[Saved data entries]
● ● ● ● ●
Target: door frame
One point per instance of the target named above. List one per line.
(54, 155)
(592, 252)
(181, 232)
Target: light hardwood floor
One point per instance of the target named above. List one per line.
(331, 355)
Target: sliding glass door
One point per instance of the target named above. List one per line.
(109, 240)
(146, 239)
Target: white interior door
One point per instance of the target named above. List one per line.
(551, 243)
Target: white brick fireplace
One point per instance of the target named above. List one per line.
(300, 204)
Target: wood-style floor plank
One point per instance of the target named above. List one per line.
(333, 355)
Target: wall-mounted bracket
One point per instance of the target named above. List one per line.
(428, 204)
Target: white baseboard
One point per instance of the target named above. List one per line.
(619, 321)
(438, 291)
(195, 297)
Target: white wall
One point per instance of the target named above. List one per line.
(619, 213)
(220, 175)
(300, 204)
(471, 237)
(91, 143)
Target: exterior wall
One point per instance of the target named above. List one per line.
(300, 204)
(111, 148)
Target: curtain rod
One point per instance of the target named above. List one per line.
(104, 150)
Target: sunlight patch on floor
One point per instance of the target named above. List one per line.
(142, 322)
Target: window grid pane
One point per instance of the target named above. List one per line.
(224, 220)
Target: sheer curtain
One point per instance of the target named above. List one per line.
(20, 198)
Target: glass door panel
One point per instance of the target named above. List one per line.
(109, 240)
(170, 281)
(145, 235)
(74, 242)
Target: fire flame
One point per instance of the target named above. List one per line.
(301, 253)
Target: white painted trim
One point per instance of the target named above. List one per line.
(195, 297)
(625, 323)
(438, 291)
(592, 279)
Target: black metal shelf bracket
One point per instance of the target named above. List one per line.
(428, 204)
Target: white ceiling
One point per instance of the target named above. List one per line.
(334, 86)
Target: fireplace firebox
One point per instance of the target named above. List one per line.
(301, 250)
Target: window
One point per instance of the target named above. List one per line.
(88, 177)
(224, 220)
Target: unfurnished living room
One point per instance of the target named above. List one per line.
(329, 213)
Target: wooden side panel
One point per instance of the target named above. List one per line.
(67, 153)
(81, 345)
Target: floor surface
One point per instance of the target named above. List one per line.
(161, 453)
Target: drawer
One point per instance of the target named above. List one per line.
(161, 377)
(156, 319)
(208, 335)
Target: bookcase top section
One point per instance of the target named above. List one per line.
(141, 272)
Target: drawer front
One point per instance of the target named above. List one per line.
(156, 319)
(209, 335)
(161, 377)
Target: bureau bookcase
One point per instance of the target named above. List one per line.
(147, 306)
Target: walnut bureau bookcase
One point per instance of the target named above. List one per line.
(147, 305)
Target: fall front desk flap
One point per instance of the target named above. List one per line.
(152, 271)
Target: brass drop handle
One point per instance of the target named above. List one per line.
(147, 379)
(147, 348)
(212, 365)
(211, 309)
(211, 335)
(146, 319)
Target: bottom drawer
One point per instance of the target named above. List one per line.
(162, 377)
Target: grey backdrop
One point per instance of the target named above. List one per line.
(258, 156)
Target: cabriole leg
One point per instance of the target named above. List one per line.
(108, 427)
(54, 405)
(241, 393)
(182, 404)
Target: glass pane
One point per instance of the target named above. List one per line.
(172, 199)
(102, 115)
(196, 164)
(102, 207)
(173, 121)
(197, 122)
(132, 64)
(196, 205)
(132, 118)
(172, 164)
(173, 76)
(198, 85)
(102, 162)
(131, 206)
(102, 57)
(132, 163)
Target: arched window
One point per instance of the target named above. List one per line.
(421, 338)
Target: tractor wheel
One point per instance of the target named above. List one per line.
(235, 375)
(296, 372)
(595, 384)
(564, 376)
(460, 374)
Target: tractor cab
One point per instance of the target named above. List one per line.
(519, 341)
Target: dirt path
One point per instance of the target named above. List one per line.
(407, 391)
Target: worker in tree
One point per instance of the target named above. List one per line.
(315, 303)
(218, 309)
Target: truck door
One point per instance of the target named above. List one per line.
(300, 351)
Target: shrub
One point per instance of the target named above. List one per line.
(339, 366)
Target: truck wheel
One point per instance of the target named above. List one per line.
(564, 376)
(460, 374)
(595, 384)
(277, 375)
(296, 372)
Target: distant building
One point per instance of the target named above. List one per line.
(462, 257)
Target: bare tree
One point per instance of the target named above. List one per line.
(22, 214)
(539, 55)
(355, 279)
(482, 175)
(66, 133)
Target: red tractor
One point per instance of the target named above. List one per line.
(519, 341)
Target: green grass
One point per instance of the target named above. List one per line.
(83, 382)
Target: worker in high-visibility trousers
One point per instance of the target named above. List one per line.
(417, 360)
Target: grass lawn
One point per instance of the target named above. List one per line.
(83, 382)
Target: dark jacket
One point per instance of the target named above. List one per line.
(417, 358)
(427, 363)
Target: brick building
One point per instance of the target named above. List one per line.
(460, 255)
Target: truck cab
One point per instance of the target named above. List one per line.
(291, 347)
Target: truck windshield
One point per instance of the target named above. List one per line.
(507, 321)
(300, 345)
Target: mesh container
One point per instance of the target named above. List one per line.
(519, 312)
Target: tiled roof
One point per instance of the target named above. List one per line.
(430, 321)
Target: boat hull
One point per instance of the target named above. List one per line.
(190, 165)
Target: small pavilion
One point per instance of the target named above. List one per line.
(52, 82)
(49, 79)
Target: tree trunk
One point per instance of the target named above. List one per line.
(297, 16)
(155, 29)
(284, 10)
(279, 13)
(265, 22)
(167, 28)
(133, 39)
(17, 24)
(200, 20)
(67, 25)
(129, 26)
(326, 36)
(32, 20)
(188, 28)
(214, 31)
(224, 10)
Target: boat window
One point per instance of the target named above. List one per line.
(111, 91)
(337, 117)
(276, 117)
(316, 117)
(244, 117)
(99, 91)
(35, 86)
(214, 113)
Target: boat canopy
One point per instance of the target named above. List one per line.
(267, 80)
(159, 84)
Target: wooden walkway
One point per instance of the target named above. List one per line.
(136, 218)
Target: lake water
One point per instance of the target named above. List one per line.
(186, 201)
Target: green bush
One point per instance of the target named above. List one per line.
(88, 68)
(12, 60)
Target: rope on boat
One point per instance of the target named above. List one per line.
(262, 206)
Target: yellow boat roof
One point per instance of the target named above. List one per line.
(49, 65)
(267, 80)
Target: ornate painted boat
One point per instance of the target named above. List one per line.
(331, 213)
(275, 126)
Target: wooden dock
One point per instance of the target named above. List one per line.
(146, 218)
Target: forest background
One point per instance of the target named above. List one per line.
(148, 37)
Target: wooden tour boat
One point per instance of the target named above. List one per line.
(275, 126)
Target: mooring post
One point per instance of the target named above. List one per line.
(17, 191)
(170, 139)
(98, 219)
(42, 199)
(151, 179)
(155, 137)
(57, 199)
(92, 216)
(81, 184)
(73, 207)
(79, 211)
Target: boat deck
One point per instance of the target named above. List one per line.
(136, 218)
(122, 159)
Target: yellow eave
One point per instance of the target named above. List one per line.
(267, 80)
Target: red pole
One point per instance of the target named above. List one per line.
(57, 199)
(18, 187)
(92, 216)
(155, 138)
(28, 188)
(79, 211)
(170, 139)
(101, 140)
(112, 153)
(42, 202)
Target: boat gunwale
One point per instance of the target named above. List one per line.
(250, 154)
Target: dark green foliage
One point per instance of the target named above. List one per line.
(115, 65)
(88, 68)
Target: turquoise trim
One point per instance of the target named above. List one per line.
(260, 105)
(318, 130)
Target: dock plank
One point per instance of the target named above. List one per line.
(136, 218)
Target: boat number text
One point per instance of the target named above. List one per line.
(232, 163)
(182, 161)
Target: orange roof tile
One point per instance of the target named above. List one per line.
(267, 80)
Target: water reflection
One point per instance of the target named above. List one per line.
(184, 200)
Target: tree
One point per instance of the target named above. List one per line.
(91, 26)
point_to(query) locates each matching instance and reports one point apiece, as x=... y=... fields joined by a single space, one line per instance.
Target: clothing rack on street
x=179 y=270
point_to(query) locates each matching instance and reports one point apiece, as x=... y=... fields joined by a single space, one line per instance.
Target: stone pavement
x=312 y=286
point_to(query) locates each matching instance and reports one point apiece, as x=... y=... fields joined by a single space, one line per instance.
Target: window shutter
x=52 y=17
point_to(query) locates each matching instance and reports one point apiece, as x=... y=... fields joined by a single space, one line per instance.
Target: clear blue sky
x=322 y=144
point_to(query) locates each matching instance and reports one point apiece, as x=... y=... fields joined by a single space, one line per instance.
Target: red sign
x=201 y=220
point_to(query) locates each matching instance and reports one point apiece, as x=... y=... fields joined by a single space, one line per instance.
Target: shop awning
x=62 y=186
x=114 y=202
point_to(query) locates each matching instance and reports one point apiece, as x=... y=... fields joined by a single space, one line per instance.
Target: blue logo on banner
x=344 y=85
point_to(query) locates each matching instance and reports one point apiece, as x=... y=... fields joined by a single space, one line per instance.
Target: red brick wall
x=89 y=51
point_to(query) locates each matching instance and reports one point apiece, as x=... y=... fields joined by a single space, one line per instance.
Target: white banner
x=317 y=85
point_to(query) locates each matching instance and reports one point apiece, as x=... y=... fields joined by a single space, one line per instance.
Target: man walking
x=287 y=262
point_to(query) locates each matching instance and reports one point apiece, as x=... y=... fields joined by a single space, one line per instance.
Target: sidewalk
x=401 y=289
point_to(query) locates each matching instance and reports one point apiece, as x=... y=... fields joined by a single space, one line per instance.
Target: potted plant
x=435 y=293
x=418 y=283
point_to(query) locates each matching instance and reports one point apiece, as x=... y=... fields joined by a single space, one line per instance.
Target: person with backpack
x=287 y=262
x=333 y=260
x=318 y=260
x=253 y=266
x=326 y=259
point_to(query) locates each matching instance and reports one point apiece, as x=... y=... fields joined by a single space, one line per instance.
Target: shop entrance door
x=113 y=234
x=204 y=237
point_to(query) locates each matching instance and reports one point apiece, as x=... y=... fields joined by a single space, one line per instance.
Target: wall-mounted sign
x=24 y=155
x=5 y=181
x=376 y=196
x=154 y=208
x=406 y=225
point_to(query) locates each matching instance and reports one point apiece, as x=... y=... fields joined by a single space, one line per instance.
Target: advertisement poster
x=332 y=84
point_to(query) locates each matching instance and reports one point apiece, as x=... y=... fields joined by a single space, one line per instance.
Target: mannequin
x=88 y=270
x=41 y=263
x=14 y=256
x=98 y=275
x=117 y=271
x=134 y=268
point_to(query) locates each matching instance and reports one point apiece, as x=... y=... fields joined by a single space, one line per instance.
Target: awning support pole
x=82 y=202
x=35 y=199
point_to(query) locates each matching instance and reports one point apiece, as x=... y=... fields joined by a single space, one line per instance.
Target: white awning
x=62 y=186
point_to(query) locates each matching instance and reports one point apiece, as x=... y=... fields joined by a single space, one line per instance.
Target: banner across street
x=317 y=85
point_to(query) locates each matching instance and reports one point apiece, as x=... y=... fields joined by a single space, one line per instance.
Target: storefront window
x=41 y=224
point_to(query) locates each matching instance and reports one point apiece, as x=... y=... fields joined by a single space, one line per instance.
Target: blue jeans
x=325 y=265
● ● ● ● ●
**How to complete this task**
Copy each line above that has the word "truck".

**Output below**
Target: truck door
Target: truck wheel
Target: truck cab
Target: truck windshield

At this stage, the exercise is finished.